— Work item —
Whenever a line of the entries below holds the string "gardener", copy that line and return it.

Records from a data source
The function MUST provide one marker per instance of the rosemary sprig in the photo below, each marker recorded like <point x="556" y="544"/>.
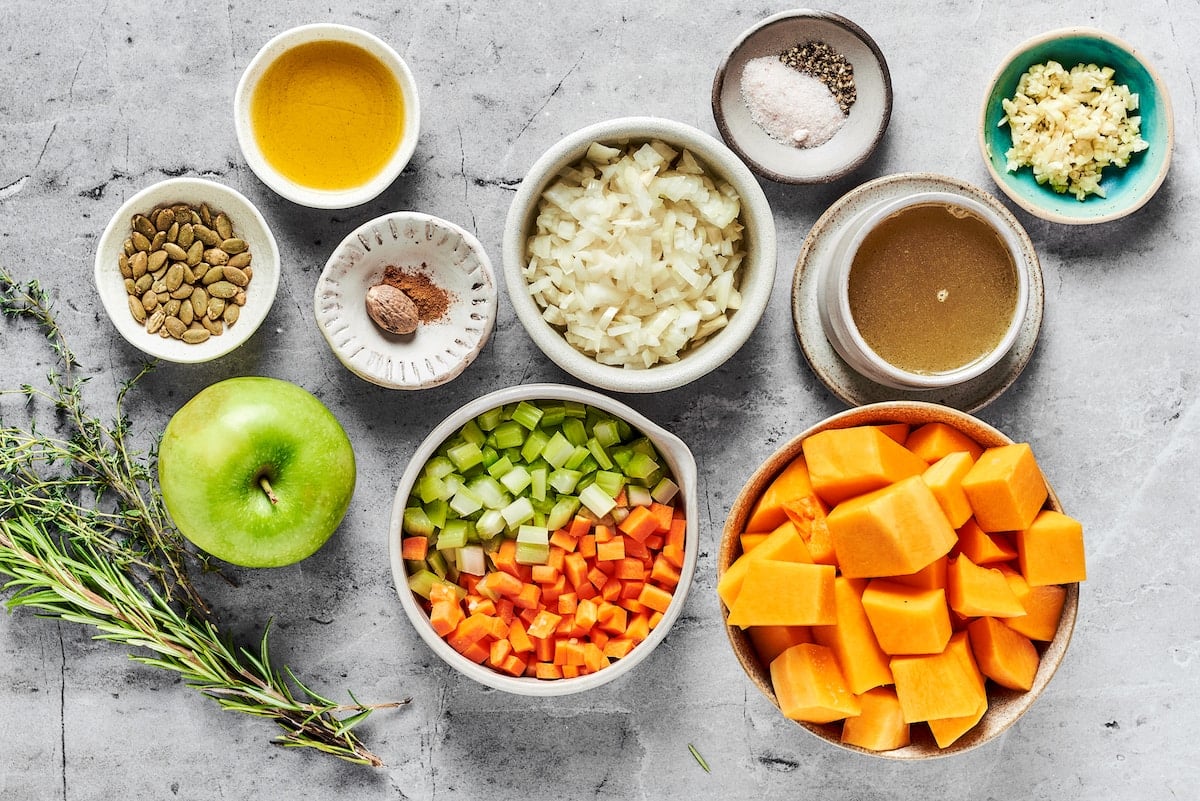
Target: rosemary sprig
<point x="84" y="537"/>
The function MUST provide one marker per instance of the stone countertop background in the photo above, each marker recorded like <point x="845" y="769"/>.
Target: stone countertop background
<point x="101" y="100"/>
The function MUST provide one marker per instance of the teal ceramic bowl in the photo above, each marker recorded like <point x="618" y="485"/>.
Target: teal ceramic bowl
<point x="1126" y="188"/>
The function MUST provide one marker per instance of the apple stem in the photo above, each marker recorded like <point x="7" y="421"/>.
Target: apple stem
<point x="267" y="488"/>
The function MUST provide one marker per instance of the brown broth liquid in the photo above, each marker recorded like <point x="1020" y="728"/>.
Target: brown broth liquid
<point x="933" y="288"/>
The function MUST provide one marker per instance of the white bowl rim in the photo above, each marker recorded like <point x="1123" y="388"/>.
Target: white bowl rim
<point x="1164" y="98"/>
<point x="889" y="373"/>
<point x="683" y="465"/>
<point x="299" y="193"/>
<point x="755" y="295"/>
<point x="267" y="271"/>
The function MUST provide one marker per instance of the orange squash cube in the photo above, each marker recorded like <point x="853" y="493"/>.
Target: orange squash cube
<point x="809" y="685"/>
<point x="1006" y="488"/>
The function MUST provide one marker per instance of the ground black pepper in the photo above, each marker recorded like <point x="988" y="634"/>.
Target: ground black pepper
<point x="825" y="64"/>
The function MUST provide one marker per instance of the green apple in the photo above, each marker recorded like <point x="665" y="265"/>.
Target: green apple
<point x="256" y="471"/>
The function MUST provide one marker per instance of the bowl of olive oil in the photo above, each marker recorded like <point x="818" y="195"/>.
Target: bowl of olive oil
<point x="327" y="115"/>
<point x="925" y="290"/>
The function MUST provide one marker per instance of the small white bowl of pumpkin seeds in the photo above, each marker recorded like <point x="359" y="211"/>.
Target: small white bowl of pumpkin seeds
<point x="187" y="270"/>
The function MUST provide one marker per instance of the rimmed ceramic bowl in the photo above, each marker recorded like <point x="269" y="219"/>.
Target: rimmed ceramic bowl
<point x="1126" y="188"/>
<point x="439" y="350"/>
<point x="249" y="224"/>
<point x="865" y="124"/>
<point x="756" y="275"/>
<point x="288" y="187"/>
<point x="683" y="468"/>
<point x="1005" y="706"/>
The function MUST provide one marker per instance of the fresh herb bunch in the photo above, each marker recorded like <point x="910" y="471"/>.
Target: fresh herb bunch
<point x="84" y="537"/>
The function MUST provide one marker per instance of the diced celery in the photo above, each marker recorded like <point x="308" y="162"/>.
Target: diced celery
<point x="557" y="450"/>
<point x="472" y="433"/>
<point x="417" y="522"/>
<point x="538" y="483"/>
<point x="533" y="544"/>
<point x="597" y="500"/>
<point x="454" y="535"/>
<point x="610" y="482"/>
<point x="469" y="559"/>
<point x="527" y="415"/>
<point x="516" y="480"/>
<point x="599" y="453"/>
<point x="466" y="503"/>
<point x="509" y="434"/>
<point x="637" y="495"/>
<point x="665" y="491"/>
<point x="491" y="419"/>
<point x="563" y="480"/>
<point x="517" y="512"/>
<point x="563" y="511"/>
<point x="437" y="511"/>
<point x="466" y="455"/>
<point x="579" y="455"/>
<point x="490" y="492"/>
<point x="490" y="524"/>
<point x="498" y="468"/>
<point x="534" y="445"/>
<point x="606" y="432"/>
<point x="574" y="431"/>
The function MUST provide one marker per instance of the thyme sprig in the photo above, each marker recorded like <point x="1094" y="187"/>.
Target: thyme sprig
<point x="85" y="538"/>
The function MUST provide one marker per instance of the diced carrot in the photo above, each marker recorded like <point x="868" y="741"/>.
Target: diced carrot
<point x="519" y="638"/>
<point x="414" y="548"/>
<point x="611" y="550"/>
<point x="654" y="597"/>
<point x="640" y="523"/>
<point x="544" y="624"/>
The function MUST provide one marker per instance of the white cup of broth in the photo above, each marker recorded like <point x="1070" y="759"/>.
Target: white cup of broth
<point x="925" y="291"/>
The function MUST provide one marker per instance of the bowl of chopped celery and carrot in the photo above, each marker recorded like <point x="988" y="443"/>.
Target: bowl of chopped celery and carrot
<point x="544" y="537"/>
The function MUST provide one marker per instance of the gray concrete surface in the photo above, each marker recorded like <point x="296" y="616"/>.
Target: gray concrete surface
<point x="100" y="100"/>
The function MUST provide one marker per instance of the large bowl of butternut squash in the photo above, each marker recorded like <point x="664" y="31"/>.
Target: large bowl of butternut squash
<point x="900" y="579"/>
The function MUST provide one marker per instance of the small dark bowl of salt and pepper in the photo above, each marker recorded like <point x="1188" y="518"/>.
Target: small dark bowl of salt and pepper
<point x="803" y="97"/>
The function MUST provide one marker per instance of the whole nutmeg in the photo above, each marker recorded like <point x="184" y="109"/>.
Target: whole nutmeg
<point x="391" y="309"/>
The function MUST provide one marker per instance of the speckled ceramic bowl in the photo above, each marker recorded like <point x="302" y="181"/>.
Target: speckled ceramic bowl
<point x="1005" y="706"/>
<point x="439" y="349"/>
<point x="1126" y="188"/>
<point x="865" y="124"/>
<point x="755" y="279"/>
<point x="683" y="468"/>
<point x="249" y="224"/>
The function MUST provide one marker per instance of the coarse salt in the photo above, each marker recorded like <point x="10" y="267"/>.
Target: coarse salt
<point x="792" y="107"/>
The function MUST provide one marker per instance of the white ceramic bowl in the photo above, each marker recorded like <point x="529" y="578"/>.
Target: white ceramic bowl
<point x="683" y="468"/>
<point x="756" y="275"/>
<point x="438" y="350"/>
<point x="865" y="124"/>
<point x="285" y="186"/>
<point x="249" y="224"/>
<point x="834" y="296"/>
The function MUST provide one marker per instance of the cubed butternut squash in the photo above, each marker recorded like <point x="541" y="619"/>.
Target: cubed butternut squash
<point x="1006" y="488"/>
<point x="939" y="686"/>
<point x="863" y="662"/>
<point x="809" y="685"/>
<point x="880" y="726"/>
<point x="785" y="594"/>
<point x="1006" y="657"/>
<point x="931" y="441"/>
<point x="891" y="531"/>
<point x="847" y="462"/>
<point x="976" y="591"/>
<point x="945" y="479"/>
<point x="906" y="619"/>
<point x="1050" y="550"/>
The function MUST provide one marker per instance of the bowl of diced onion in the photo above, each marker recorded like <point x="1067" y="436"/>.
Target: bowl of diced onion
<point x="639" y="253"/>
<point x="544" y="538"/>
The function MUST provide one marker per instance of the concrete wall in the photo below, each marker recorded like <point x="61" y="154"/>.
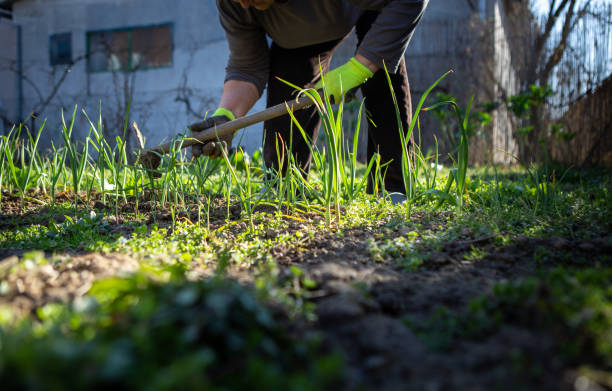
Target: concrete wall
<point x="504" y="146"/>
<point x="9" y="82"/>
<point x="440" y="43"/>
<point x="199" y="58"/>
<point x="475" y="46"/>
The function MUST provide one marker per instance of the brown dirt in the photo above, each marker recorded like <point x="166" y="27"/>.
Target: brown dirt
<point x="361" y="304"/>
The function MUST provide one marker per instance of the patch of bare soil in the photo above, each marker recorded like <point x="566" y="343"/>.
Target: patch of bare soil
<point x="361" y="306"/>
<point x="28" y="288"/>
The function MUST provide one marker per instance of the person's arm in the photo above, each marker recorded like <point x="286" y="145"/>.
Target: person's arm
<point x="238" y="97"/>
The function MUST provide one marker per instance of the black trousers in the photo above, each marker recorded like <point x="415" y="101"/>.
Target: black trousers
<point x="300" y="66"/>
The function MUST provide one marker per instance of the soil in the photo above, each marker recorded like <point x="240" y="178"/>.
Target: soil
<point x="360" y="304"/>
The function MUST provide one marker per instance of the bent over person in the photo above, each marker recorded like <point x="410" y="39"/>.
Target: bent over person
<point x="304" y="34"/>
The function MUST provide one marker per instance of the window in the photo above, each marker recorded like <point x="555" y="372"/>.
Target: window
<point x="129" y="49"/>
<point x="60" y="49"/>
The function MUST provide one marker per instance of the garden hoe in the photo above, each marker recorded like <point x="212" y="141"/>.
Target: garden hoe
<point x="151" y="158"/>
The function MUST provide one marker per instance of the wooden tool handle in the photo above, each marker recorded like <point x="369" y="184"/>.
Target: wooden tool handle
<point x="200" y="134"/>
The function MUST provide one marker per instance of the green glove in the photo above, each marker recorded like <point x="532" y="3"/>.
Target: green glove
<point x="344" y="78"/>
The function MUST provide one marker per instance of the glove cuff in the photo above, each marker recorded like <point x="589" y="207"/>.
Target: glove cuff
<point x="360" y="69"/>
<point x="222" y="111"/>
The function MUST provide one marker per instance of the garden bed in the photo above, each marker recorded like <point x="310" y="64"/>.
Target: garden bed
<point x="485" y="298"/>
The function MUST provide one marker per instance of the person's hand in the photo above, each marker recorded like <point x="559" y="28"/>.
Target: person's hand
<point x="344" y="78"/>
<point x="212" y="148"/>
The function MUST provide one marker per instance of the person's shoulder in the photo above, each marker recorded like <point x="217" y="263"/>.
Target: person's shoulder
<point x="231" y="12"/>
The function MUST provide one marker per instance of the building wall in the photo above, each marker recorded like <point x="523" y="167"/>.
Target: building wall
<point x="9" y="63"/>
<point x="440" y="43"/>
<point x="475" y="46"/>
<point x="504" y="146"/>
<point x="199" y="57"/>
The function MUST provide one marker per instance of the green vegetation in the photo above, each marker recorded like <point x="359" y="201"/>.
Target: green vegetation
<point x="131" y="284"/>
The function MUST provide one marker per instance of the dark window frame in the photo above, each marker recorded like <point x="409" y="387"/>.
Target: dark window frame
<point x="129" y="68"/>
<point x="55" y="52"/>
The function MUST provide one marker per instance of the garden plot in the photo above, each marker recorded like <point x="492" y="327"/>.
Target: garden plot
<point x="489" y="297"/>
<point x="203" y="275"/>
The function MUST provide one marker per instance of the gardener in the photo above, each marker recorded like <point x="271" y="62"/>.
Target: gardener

— Response —
The function MUST provide one marker per instance of the gardener in the photo above, each marker recorded like <point x="271" y="62"/>.
Target: gardener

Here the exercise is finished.